» WRITTEN EXERCISE
Render every line of the entries below as a JSON list of strings, with one string per line and any blank lines omitted.

Dataset entries
───

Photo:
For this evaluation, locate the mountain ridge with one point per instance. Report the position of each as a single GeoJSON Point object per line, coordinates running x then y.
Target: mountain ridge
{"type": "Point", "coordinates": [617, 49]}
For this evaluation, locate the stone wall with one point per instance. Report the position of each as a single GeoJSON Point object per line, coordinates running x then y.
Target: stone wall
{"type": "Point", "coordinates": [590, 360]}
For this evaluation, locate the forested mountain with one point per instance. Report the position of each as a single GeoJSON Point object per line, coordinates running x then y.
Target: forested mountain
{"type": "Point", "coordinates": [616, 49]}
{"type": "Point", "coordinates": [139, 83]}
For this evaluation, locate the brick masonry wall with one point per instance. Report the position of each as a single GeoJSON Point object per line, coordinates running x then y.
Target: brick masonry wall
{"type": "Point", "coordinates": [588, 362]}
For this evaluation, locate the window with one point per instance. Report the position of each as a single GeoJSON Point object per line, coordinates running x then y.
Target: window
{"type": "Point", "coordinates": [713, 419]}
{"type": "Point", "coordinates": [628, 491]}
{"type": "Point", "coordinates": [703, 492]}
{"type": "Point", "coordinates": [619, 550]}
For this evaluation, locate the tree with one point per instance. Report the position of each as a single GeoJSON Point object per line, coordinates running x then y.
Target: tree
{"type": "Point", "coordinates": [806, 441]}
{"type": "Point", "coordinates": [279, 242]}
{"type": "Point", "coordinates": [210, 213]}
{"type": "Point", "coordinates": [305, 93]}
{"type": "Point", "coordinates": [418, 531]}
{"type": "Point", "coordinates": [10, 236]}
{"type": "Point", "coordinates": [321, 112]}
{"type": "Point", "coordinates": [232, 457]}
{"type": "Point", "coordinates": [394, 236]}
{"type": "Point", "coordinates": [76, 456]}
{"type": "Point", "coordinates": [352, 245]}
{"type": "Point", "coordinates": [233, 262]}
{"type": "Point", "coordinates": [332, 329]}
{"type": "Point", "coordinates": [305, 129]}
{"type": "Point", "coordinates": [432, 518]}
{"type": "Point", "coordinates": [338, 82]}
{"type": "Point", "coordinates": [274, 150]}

───

» SOLUTION TO THIS EXERCISE
[
  "Photo:",
  "For this evaluation, locate the mountain ridge with one point per instance. Report the position of each as a single GeoJSON Point object per line, coordinates running x then y.",
  "Target: mountain ridge",
  "{\"type\": \"Point\", \"coordinates\": [617, 49]}",
  "For this evaluation, locate the stone wall with one point per instance. Report the position of each as a single GeoJSON Point object per line, coordinates running x then y.",
  "Target: stone wall",
  "{\"type\": \"Point\", \"coordinates\": [590, 360]}",
  "For this evaluation, locate the forested mountain with one point per instance. Report the position of each as a single GeoJSON Point object per line, coordinates running x then y.",
  "Target: forested mountain",
  "{\"type\": \"Point\", \"coordinates\": [616, 49]}",
  "{\"type\": \"Point\", \"coordinates\": [139, 83]}",
  "For this evaluation, locate the brick masonry wall with one point per instance. Report the position of each as a single GeoJSON Point object per line, coordinates running x then y.",
  "Target: brick masonry wall",
  "{\"type\": \"Point\", \"coordinates\": [588, 362]}",
  "For this evaluation, locate the window with one point per instance. Report the position of each as a single GeoJSON Point object per line, coordinates running x then y.",
  "Target: window",
  "{\"type\": \"Point\", \"coordinates\": [713, 419]}",
  "{\"type\": \"Point\", \"coordinates\": [628, 491]}",
  "{\"type\": \"Point\", \"coordinates\": [703, 492]}",
  "{\"type\": \"Point\", \"coordinates\": [619, 550]}",
  "For this evaluation, locate the tree with one point per instance. Report the position of each as a single GeoJSON Point object per line, coordinates running x then y.",
  "Target: tree",
  "{\"type\": \"Point\", \"coordinates\": [806, 441]}",
  "{\"type\": \"Point\", \"coordinates\": [279, 242]}",
  "{\"type\": \"Point\", \"coordinates\": [210, 213]}",
  "{\"type\": \"Point\", \"coordinates\": [305, 93]}",
  "{\"type\": \"Point\", \"coordinates\": [418, 531]}",
  "{\"type\": \"Point\", \"coordinates\": [10, 236]}",
  "{\"type\": \"Point\", \"coordinates\": [321, 112]}",
  "{\"type\": \"Point\", \"coordinates\": [232, 457]}",
  "{\"type\": \"Point\", \"coordinates\": [394, 236]}",
  "{\"type\": \"Point\", \"coordinates\": [76, 456]}",
  "{\"type\": \"Point\", \"coordinates\": [352, 245]}",
  "{\"type\": \"Point\", \"coordinates\": [233, 262]}",
  "{\"type\": \"Point\", \"coordinates\": [332, 329]}",
  "{\"type\": \"Point\", \"coordinates\": [305, 129]}",
  "{\"type\": \"Point\", \"coordinates\": [432, 518]}",
  "{\"type\": \"Point\", \"coordinates\": [338, 82]}",
  "{\"type\": \"Point\", \"coordinates\": [274, 150]}"
]